--- BEGIN ---

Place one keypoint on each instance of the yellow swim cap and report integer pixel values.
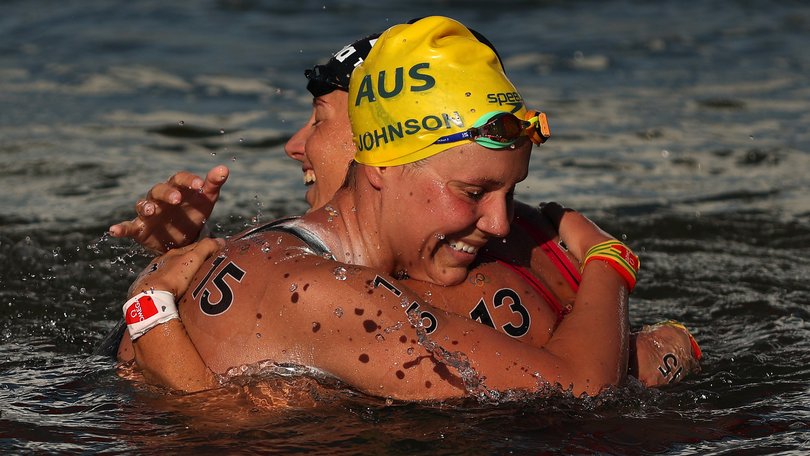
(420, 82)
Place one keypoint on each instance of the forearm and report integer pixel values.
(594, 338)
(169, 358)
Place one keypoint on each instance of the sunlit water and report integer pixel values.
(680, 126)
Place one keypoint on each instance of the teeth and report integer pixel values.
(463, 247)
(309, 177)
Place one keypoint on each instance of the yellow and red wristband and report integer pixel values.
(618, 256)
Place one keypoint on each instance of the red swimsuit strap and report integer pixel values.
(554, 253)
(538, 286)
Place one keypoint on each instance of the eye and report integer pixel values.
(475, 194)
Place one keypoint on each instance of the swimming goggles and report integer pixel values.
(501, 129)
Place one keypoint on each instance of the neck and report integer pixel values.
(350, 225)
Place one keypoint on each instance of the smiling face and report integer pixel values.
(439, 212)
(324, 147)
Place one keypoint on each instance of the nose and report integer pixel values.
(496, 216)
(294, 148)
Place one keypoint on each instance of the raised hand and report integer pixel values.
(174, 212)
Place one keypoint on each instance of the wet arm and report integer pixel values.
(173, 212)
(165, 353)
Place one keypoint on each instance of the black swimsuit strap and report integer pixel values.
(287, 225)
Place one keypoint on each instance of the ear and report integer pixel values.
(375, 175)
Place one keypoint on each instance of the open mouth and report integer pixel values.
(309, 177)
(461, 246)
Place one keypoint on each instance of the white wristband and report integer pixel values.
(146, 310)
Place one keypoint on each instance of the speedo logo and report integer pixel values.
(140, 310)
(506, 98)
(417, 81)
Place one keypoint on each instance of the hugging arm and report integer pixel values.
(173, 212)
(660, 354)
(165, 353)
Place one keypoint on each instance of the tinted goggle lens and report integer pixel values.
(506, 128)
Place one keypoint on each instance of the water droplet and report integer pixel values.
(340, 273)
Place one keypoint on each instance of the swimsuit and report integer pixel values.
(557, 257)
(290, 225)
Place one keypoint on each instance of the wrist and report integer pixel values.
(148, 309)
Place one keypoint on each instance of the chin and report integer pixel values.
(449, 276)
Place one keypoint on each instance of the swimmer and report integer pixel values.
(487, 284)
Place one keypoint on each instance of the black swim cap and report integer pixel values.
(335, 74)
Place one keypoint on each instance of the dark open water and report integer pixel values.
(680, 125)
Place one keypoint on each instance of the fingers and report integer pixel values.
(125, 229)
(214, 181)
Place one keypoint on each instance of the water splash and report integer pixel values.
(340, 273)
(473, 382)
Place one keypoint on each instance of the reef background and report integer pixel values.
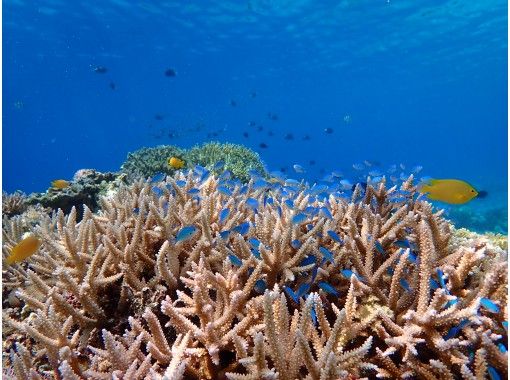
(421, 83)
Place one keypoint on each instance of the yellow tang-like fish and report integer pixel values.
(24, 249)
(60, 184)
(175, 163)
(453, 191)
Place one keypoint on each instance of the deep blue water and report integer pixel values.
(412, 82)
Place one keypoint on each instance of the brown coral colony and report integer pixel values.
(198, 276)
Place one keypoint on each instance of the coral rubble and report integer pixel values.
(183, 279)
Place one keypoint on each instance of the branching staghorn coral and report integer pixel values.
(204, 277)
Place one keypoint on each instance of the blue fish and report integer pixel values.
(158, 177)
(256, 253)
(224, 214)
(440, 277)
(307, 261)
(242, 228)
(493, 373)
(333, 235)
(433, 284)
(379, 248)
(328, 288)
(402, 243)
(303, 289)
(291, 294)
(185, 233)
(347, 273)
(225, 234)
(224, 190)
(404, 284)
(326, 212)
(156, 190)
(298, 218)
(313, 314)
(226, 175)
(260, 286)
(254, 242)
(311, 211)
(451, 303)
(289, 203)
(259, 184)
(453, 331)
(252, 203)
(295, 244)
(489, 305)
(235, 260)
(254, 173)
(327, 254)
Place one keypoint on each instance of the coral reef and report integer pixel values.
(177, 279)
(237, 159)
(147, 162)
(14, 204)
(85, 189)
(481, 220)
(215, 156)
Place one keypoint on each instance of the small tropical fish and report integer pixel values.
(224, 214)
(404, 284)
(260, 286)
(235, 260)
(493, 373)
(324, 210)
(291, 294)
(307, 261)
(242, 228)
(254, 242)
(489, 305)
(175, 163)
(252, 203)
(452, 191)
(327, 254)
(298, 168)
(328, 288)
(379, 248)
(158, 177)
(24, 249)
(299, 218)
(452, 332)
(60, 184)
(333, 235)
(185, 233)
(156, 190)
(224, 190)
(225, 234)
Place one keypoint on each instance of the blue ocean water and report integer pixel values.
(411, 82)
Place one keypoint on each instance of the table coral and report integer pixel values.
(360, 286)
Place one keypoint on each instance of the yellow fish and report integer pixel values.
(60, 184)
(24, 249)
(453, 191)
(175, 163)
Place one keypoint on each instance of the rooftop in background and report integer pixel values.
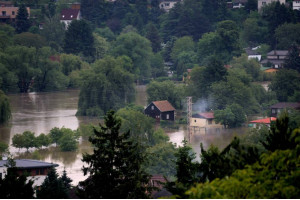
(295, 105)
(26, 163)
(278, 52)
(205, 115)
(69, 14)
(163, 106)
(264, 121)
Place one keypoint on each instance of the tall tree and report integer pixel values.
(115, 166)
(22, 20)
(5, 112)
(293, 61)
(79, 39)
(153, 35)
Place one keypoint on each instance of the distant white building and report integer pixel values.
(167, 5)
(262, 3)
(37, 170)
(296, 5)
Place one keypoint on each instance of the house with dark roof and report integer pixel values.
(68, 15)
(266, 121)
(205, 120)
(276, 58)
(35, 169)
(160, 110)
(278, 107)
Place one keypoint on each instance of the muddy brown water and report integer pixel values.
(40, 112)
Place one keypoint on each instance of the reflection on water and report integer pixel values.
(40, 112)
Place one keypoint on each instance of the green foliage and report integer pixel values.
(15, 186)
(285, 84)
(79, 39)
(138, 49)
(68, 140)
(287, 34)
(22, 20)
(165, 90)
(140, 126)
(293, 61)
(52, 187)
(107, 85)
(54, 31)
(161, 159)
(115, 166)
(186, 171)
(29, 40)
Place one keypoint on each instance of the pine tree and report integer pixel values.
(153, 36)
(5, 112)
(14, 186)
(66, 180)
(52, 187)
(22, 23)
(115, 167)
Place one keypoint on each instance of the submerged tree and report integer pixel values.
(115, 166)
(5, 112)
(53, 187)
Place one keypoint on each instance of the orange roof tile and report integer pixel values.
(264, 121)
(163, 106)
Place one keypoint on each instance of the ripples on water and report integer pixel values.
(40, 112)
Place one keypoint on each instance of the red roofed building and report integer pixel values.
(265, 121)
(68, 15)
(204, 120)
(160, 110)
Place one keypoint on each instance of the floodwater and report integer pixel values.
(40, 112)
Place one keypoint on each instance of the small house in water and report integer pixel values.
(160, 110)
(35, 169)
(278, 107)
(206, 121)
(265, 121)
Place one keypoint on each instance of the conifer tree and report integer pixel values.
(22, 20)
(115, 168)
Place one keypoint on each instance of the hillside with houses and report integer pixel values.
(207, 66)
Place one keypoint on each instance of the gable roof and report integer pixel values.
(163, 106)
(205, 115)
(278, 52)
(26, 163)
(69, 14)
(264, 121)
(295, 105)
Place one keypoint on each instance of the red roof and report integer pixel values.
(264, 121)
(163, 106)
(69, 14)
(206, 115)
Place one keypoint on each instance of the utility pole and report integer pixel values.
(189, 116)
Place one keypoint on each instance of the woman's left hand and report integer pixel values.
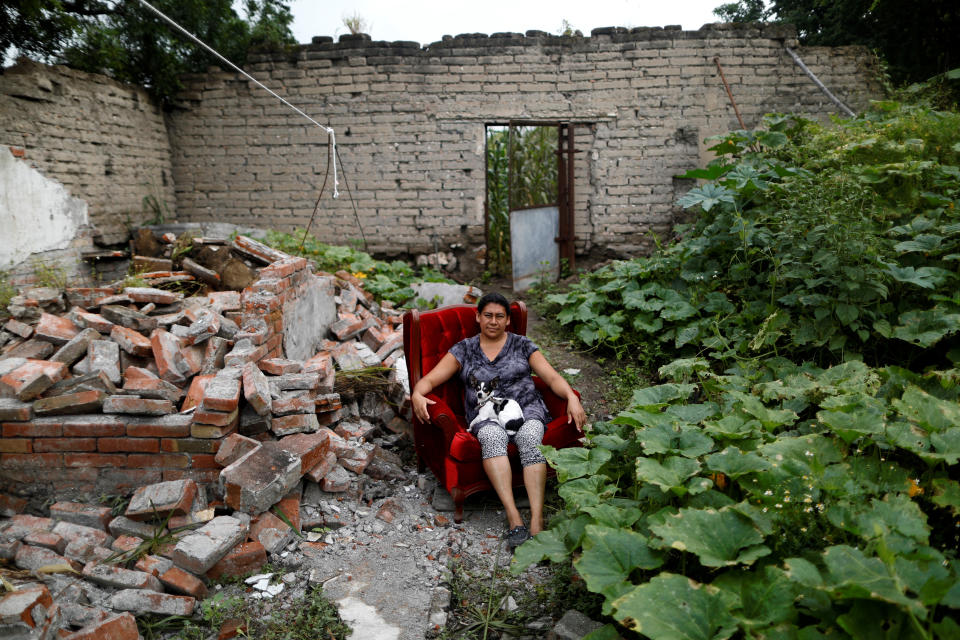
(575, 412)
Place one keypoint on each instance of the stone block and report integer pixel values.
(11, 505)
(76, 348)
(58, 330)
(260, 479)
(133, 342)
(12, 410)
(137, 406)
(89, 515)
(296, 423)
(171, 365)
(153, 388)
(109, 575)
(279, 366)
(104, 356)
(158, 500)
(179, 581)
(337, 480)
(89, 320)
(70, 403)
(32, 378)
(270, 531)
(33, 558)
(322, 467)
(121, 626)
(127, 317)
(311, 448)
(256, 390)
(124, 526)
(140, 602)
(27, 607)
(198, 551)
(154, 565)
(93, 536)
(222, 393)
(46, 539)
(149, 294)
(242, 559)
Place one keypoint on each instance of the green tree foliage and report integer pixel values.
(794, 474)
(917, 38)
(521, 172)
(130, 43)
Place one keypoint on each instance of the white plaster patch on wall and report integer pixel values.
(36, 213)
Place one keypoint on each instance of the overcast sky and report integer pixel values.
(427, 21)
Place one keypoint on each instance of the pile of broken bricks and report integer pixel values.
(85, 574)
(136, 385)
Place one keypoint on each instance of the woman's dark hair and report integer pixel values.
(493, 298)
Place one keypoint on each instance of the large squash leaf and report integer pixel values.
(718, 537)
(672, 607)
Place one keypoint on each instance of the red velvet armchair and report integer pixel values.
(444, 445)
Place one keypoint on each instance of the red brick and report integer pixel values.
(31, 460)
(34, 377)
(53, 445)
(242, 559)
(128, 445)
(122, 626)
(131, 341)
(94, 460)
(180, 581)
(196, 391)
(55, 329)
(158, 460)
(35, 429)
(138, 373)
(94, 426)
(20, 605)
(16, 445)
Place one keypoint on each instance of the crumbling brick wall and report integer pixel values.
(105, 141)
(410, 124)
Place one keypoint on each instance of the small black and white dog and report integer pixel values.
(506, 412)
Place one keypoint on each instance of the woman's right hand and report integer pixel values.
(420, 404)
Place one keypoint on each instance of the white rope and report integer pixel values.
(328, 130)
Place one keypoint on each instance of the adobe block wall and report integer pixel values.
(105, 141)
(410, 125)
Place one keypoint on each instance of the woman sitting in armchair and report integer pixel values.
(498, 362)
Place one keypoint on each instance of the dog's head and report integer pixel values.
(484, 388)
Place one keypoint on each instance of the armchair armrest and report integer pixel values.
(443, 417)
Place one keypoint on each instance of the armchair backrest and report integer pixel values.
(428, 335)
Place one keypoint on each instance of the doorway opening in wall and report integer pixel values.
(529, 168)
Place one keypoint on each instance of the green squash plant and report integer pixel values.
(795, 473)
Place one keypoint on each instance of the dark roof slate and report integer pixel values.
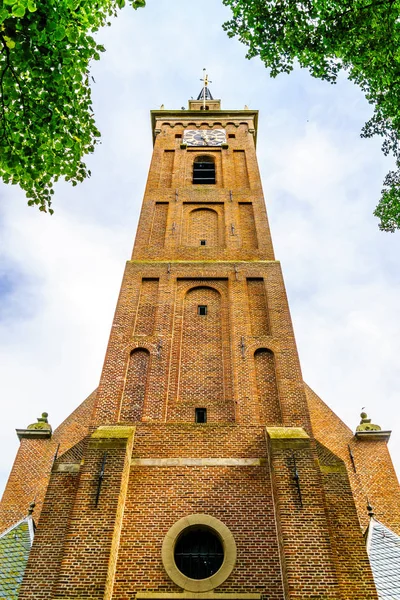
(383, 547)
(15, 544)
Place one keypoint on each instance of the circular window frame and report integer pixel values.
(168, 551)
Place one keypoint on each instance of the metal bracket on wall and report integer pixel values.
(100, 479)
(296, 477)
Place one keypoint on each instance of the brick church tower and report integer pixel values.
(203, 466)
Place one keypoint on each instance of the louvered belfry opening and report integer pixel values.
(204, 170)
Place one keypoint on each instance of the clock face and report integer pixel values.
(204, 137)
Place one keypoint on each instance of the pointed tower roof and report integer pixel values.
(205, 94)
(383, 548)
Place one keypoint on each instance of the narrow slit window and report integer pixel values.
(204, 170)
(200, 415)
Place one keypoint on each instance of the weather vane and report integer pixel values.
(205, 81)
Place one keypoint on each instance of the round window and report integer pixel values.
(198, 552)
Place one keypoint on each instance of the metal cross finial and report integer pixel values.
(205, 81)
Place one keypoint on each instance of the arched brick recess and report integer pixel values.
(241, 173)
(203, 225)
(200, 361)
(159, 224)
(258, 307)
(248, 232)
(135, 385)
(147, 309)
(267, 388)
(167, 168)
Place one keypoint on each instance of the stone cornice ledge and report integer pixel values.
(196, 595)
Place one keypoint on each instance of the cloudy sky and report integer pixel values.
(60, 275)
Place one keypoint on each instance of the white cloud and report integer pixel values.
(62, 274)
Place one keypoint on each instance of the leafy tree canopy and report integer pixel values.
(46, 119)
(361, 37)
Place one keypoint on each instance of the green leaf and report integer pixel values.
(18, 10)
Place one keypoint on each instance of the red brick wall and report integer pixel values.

--- END ---

# INSTRUCTION:
From the line holding "Place one keypoint on each instance of the narrow" to the last line of the records, quote each line exactly and add nothing.

# SOLUTION TO THIS EXERCISE:
Place one keypoint on each instance of the narrow slit window and report integer pixel values.
(204, 170)
(200, 415)
Place one keypoint on each instance of the weather vane and report integer pixel values.
(205, 81)
Place one keypoint on each instance of the round window and report integer pixel values.
(198, 552)
Place one keypoint on each instance of the metal cross finial and report integer pixel values.
(205, 81)
Place one keypoint on each instance of the arched brick recess and report integer pixel values.
(241, 173)
(203, 225)
(200, 361)
(159, 224)
(258, 307)
(248, 232)
(135, 385)
(147, 309)
(267, 388)
(167, 168)
Place one keypoint on each instance of the stone cornice ledge and report integer pixel values.
(196, 595)
Place one keypoint on each instance of the cloudy sky and report integer pixel values.
(60, 275)
Place one keypoint on each instance of the white cloud and report integer pixel values.
(62, 274)
Place one keypoint on each instance of the leafy tree canopy and report integer pixel values.
(46, 119)
(361, 37)
Place one keypoint on each instance of the green leaf and report integer pixel values.
(18, 10)
Place one keypoint on each instance of the red brick wall and report integer pixel values.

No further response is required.